■ **EXCERPT**
===============
My cursor hovers on the white blank sheet of your MSN window. That vertical black line – the guiding line that follows any typed text – blinks continuously like a heartbeat, expectant. I’m not expecting much, I know this will never be reciprocal – but if I know this much, why does my heart yearn so? My brain and my heart are no longer in that perfect harmony and balance – each wants the other and I feel spitting mad.
Sometimes opening this window with no text exchanged between us felt like a meagre connection between my world and yours, because at this point in time, this is the closest we’ll ever going to be. A one-way street of broken bottles and arid urine and used condoms – but haven’t we always bent the rules sometimes?
I like delving into Murakami’s world when I read his books. There is always a tinge of madness, non-conforming people, strange scenarios filled with utter lunacy that it seemed natural to be behaving that way. But normalcy has always been a stupid idea wordlessly accepted with the consensus of the society.
Because all of us are capable of acting in the craziest manner possible given the chance. Because normalcy shouldn’t hurt those not in this clique of the majority. Because I need closure, I need to kill those cells in my heart still in love or infatuated or lust over your every being, because I need to draw an abnormally abrupt ending to this happily bitter faint connection of ours, because I need to stop expecting anything.
===============
■ **WHAT THIS EXERCISE ASKS**
[1] Condense the paragraph of the excerpt that begins "I like delving into Murakami's world" into a shorter version that keeps its main points.
[2] Reproduce the stretch of the excerpt from "Because all of" through "stop expecting anything.".

[Collected data entries]
===============
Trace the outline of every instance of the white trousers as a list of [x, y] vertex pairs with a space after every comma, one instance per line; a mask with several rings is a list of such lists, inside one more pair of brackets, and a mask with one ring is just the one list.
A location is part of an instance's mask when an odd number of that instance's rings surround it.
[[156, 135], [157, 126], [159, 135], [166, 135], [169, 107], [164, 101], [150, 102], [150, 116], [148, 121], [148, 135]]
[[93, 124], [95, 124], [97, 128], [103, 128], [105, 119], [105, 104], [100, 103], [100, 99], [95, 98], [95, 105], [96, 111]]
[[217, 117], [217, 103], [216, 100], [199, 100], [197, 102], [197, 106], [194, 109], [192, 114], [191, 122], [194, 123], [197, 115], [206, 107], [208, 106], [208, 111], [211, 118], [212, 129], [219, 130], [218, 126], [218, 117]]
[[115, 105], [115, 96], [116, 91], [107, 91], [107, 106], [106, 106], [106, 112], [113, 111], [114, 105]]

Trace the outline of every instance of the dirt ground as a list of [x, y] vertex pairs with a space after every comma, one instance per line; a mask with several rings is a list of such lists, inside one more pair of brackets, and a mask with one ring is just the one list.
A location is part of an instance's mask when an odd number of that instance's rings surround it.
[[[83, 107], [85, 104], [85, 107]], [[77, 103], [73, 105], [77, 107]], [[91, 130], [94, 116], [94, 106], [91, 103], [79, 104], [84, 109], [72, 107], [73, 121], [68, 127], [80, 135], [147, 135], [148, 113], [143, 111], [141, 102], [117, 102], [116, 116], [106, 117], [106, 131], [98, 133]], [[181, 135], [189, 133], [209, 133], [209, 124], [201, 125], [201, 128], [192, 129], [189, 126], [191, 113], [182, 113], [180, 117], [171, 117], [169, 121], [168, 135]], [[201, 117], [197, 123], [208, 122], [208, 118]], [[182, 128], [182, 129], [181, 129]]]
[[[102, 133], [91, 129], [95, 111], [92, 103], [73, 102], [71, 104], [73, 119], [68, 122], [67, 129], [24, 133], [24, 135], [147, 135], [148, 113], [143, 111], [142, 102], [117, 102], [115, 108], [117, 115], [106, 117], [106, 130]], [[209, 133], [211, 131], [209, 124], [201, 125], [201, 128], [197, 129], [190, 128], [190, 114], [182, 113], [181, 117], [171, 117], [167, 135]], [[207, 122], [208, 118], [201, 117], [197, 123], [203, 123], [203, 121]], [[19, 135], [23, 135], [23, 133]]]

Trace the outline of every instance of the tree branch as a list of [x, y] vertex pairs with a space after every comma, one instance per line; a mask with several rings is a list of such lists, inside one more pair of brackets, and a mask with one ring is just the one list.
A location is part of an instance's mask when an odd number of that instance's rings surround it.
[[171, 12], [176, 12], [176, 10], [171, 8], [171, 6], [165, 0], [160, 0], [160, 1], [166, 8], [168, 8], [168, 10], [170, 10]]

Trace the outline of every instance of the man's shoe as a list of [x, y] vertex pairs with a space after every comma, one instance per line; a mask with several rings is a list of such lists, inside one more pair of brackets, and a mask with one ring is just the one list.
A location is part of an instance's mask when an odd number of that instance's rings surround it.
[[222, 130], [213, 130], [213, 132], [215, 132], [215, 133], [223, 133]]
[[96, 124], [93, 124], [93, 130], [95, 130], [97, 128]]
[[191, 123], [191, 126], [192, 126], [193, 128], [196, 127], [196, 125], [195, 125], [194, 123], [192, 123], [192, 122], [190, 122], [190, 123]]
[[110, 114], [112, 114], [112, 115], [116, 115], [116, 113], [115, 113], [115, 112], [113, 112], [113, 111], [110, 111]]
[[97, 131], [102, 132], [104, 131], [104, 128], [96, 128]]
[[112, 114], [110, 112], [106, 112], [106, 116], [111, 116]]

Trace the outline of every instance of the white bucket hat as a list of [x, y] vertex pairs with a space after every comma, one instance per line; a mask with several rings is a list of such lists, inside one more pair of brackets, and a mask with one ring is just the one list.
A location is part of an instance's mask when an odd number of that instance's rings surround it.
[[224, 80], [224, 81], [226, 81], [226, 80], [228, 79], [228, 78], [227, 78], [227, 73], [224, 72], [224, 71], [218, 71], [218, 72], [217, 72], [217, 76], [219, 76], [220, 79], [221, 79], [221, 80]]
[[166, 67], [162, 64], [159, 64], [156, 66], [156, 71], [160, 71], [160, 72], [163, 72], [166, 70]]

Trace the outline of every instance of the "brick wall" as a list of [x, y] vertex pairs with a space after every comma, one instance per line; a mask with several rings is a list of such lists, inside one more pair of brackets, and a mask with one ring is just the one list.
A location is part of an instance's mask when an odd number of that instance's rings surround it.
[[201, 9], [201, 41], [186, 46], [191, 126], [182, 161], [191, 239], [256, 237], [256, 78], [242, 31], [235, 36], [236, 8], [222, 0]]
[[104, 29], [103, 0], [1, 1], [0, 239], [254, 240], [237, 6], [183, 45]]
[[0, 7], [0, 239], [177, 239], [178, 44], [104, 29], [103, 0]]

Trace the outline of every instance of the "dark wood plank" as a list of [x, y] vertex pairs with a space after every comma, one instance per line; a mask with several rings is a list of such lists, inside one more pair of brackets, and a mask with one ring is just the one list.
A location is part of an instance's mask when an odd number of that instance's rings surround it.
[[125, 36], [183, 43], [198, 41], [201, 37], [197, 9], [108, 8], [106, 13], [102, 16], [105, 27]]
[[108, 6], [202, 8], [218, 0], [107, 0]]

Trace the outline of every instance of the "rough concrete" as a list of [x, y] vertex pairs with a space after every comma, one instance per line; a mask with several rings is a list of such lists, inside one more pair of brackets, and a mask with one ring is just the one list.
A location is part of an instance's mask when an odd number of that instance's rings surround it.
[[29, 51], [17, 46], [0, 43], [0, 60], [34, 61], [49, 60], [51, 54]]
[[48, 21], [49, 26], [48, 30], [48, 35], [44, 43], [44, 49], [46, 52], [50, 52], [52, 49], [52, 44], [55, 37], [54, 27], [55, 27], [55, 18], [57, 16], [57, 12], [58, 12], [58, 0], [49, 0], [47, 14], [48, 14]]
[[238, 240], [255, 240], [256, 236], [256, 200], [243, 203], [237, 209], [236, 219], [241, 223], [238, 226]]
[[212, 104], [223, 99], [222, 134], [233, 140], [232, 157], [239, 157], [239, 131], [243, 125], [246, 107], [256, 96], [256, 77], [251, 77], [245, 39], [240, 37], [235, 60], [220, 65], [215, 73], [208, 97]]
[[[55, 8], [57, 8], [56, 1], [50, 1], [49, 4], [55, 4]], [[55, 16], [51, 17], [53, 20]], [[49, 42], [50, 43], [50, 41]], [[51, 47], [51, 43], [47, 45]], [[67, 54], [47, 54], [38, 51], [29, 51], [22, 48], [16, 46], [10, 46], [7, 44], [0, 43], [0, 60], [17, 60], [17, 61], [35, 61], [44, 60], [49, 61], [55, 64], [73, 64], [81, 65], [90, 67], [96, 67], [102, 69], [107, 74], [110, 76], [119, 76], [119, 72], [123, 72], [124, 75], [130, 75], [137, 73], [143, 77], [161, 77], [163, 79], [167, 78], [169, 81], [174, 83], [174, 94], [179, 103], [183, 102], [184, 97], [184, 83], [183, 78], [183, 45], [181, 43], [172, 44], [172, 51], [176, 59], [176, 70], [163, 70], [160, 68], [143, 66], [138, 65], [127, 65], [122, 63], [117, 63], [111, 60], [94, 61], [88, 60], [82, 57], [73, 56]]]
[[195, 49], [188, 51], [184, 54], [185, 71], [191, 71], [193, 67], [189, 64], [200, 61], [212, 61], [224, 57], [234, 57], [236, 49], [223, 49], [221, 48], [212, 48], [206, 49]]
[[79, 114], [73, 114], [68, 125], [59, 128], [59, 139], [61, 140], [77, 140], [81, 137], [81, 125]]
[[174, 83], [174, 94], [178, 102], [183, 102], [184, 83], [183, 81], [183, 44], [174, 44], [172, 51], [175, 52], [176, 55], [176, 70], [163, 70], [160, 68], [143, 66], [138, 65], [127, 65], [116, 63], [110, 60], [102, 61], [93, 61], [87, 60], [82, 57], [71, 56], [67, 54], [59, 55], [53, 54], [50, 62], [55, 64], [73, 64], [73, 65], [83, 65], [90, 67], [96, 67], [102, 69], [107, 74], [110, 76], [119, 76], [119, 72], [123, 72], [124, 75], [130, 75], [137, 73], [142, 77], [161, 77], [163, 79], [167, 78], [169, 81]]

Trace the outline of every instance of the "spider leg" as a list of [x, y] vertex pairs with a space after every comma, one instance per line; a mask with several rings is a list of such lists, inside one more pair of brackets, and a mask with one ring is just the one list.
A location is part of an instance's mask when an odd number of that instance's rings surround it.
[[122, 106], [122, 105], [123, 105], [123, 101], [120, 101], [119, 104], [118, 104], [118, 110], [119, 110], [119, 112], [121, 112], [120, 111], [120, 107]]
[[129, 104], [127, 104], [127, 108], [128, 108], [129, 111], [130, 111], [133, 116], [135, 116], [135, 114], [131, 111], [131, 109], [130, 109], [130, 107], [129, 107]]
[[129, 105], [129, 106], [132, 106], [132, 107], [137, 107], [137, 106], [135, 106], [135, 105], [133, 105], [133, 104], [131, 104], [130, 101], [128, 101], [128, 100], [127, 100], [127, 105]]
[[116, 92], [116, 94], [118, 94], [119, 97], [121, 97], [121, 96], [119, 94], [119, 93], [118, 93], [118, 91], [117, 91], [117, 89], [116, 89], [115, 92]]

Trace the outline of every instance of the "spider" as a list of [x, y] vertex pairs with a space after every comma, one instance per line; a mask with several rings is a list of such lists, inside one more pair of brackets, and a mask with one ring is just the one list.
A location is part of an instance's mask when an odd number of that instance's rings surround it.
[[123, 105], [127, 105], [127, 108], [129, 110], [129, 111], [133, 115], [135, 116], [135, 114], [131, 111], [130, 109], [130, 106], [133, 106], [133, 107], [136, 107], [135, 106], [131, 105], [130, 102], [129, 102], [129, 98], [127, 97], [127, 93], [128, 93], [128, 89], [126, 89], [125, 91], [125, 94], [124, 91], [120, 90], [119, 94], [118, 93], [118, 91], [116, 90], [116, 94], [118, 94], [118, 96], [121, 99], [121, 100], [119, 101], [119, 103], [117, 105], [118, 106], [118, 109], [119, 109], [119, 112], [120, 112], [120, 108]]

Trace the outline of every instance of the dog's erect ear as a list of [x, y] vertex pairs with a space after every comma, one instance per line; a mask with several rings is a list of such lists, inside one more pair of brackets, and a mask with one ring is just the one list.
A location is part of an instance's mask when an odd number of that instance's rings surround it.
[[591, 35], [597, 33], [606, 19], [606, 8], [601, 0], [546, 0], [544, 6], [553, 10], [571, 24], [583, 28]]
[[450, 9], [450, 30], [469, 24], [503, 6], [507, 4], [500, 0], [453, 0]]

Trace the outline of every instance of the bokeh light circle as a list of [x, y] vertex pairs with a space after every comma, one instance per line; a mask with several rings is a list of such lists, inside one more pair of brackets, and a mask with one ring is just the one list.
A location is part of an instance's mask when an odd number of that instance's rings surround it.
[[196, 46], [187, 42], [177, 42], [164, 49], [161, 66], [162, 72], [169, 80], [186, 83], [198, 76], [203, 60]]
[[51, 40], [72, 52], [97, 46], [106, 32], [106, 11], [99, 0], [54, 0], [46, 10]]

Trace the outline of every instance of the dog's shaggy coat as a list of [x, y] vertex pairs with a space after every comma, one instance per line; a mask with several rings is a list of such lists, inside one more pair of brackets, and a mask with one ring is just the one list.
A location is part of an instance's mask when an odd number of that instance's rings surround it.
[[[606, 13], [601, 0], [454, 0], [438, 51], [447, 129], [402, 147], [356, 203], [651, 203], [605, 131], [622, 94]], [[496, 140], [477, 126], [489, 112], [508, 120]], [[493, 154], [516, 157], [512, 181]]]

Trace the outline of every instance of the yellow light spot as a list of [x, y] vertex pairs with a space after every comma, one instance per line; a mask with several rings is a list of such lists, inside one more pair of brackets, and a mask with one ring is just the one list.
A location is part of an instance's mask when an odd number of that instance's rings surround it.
===============
■ **ANSWERS BY TASK**
[1] I enjoy entering Murakami's world through his books, which always carry some madness: non-conforming people and wildly lunatic situations in which such behavior seems natural. Yet normalcy has always been a foolish idea that society accepts by silent consensus.

[2]
Because all of us are capable of acting in the craziest manner possible given the chance. Because normalcy shouldn’t hurt those not in this clique of the majority. Because I need closure, I need to kill those cells in my heart still in love or infatuated or lust over your every being, because I need to draw an abnormally abrupt ending to this happily bitter faint connection of ours, because I need to stop expecting anything.